**What you will do**
Could you output, exactly and with nothing else, every line from the one that contains "of the farmland" through the last line of the listing below?

·····

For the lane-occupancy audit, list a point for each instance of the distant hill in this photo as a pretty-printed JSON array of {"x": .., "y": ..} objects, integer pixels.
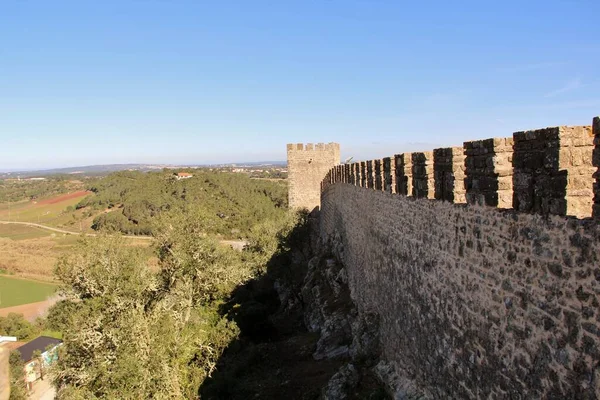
[{"x": 106, "y": 169}]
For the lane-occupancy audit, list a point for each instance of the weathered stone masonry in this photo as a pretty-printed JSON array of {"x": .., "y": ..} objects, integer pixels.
[
  {"x": 474, "y": 301},
  {"x": 307, "y": 167},
  {"x": 596, "y": 162}
]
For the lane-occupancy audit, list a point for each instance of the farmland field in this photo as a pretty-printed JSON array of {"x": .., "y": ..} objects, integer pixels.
[
  {"x": 15, "y": 291},
  {"x": 57, "y": 211}
]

·····

**Answer box**
For the lane-occupancy audit, list a point for each instance of the farmland field in this photo as a pretty-printed JSON array of {"x": .., "y": ..} objects, integer pixels.
[
  {"x": 15, "y": 291},
  {"x": 57, "y": 211}
]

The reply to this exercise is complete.